Problem statement:
Look through the lines below and extract any with the word "coffee".

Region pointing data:
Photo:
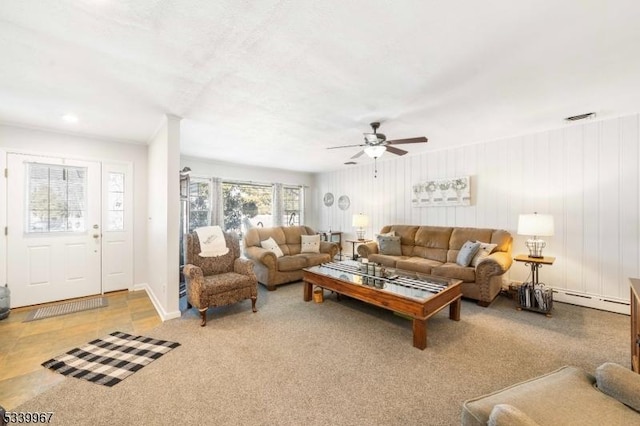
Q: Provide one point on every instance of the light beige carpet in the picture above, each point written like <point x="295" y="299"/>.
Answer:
<point x="338" y="363"/>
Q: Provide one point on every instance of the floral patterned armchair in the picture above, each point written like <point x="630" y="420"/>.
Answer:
<point x="218" y="281"/>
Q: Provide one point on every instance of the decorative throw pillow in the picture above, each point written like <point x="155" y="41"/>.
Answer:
<point x="466" y="253"/>
<point x="484" y="251"/>
<point x="271" y="245"/>
<point x="387" y="234"/>
<point x="310" y="244"/>
<point x="389" y="245"/>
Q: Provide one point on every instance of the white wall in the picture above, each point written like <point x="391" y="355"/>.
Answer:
<point x="585" y="175"/>
<point x="34" y="141"/>
<point x="163" y="196"/>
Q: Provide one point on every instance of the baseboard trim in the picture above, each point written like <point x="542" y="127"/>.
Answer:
<point x="164" y="315"/>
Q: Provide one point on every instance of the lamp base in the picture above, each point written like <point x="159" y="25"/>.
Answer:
<point x="535" y="247"/>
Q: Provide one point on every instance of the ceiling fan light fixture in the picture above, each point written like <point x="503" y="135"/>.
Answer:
<point x="371" y="138"/>
<point x="375" y="151"/>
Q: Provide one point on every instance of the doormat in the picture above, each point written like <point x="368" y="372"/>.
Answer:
<point x="66" y="308"/>
<point x="111" y="359"/>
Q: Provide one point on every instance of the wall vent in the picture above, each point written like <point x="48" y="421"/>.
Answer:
<point x="581" y="116"/>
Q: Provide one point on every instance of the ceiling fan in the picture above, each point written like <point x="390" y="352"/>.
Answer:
<point x="375" y="144"/>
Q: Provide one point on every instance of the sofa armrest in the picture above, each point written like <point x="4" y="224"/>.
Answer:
<point x="244" y="267"/>
<point x="508" y="415"/>
<point x="261" y="255"/>
<point x="364" y="250"/>
<point x="619" y="383"/>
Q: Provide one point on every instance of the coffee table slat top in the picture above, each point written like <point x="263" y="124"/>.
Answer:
<point x="410" y="285"/>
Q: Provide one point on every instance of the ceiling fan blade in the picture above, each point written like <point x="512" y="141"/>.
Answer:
<point x="396" y="151"/>
<point x="346" y="146"/>
<point x="409" y="140"/>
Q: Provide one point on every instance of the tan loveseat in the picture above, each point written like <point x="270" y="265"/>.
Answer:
<point x="271" y="270"/>
<point x="568" y="396"/>
<point x="434" y="250"/>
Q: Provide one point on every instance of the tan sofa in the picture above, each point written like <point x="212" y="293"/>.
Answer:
<point x="434" y="250"/>
<point x="567" y="396"/>
<point x="271" y="270"/>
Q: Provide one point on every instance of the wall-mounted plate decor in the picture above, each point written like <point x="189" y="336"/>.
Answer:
<point x="328" y="199"/>
<point x="442" y="192"/>
<point x="344" y="202"/>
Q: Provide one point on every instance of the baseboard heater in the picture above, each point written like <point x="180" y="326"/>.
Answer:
<point x="590" y="301"/>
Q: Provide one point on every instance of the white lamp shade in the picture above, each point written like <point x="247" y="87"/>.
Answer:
<point x="360" y="220"/>
<point x="375" y="151"/>
<point x="539" y="225"/>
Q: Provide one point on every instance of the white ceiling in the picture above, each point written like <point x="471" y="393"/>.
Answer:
<point x="274" y="83"/>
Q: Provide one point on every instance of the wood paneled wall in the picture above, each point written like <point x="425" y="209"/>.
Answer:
<point x="585" y="175"/>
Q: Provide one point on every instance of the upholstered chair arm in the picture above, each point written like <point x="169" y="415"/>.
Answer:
<point x="329" y="247"/>
<point x="264" y="256"/>
<point x="244" y="267"/>
<point x="364" y="250"/>
<point x="489" y="275"/>
<point x="195" y="283"/>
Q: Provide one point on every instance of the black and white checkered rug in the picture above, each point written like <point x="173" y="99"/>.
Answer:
<point x="111" y="359"/>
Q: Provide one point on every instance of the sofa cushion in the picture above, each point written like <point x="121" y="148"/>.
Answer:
<point x="417" y="264"/>
<point x="389" y="245"/>
<point x="432" y="242"/>
<point x="314" y="259"/>
<point x="310" y="243"/>
<point x="407" y="234"/>
<point x="467" y="252"/>
<point x="565" y="396"/>
<point x="453" y="270"/>
<point x="386" y="260"/>
<point x="619" y="383"/>
<point x="292" y="263"/>
<point x="272" y="246"/>
<point x="484" y="251"/>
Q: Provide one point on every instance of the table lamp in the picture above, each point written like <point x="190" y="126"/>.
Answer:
<point x="360" y="221"/>
<point x="536" y="225"/>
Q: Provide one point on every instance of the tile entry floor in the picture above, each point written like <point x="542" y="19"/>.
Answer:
<point x="24" y="346"/>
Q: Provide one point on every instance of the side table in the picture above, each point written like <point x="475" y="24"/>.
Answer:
<point x="353" y="246"/>
<point x="534" y="296"/>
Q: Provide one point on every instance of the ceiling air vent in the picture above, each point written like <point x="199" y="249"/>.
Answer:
<point x="581" y="116"/>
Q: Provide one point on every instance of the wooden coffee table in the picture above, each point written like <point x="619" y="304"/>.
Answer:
<point x="418" y="296"/>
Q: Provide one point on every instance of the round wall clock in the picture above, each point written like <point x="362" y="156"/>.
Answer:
<point x="344" y="202"/>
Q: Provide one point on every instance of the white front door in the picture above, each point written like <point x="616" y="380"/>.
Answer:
<point x="54" y="233"/>
<point x="117" y="232"/>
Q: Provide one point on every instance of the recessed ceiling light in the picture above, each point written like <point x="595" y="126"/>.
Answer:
<point x="70" y="118"/>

Problem solution:
Q: Provide one point on every instance of the coffee table slat top in the picture above, each point written like <point x="263" y="124"/>.
Q: Provide one point on every instance of the wooden coffee table in the picture above, each point written like <point x="619" y="304"/>.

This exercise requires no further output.